[Labeled area outline items]
** BEGIN **
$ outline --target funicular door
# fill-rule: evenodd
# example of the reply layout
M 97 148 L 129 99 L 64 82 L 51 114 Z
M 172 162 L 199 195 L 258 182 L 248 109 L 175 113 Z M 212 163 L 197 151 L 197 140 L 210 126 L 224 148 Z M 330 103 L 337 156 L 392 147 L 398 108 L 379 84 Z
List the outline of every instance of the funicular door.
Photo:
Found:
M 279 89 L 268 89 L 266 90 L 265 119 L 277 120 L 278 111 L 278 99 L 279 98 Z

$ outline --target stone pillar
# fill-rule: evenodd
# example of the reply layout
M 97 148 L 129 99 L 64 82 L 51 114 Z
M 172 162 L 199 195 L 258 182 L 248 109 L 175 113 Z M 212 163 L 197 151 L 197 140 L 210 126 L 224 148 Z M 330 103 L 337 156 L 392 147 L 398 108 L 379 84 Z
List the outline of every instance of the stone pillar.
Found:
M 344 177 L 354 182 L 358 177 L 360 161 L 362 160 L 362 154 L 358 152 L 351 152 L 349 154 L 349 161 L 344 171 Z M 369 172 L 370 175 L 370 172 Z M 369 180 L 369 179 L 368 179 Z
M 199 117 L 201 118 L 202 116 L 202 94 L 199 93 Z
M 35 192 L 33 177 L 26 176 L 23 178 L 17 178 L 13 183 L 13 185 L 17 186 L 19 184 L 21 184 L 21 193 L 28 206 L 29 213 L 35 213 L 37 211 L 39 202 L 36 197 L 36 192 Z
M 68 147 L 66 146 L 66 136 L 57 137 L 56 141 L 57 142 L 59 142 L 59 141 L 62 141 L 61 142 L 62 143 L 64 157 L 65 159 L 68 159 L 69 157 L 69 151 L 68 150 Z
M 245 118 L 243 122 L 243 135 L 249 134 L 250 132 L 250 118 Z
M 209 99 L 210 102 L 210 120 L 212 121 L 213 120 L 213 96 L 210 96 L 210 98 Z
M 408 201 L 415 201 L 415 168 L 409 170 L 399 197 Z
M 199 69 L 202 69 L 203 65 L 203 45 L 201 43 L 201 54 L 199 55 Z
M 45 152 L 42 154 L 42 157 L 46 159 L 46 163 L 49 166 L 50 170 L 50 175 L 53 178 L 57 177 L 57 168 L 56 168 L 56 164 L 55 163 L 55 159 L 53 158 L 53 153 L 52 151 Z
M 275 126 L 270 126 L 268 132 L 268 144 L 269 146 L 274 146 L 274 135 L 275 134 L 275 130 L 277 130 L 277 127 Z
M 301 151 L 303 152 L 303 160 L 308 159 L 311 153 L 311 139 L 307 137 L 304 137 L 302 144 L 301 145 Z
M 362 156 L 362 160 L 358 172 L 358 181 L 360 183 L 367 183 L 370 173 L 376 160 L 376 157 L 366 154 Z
** END **
■ **Task statement**:
Every record shown above should be written out again exactly.

■ **Right answer**:
$ outline --target funicular door
# fill-rule: evenodd
# example of the reply layout
M 97 148 L 129 99 L 64 82 L 51 114 Z
M 172 162 L 199 195 L 258 182 L 248 109 L 175 113 Z M 212 163 L 197 151 L 197 140 L 210 126 L 224 148 Z M 330 103 L 337 156 L 392 147 L 398 108 L 379 84 Z
List the outline of every instance of the funicular door.
Photo:
Found:
M 279 89 L 268 89 L 266 90 L 265 119 L 277 120 L 278 111 L 278 99 L 279 98 Z

$ outline --target stone pillar
# fill-rule: evenodd
# example of the reply layout
M 97 148 L 129 99 L 64 82 L 51 114 Z
M 172 162 L 199 195 L 258 182 L 248 109 L 175 113 Z M 212 163 L 197 151 L 197 140 L 210 126 L 224 148 Z M 330 103 L 337 156 L 392 147 L 398 108 L 379 84 Z
List the outline of every instance of the stone pillar.
Found:
M 344 177 L 354 182 L 358 177 L 360 161 L 362 160 L 362 154 L 358 152 L 351 152 L 349 154 L 349 161 L 344 171 Z M 369 172 L 370 175 L 370 172 Z M 369 180 L 369 179 L 368 179 Z
M 199 117 L 201 118 L 202 116 L 202 94 L 199 93 Z
M 35 192 L 33 177 L 26 176 L 23 178 L 17 178 L 13 183 L 13 185 L 17 186 L 19 184 L 21 184 L 21 193 L 28 206 L 29 213 L 35 213 L 37 211 L 39 202 L 36 197 L 36 192 Z
M 68 147 L 66 146 L 66 136 L 57 137 L 56 141 L 57 142 L 59 142 L 59 141 L 62 141 L 61 142 L 62 143 L 64 157 L 65 159 L 68 159 L 69 157 L 69 151 L 68 150 Z
M 245 118 L 243 122 L 243 135 L 249 134 L 250 132 L 250 118 Z
M 209 99 L 210 102 L 210 120 L 212 121 L 213 120 L 213 96 L 210 96 L 210 98 Z
M 408 201 L 415 201 L 415 168 L 409 170 L 399 197 Z
M 199 69 L 202 69 L 203 65 L 203 45 L 201 43 L 201 54 L 199 55 Z
M 45 152 L 42 154 L 42 157 L 46 159 L 46 163 L 49 166 L 50 170 L 50 175 L 53 178 L 57 177 L 57 168 L 56 168 L 56 164 L 55 163 L 55 159 L 53 158 L 53 153 L 52 151 Z
M 275 126 L 270 126 L 268 132 L 268 144 L 269 146 L 274 146 L 274 135 L 275 134 L 275 130 L 277 130 L 277 127 Z
M 301 151 L 303 152 L 303 160 L 308 159 L 311 153 L 311 139 L 307 137 L 304 137 L 302 144 L 301 145 Z
M 362 156 L 362 160 L 358 172 L 358 181 L 360 183 L 367 183 L 370 173 L 376 160 L 376 157 L 366 154 Z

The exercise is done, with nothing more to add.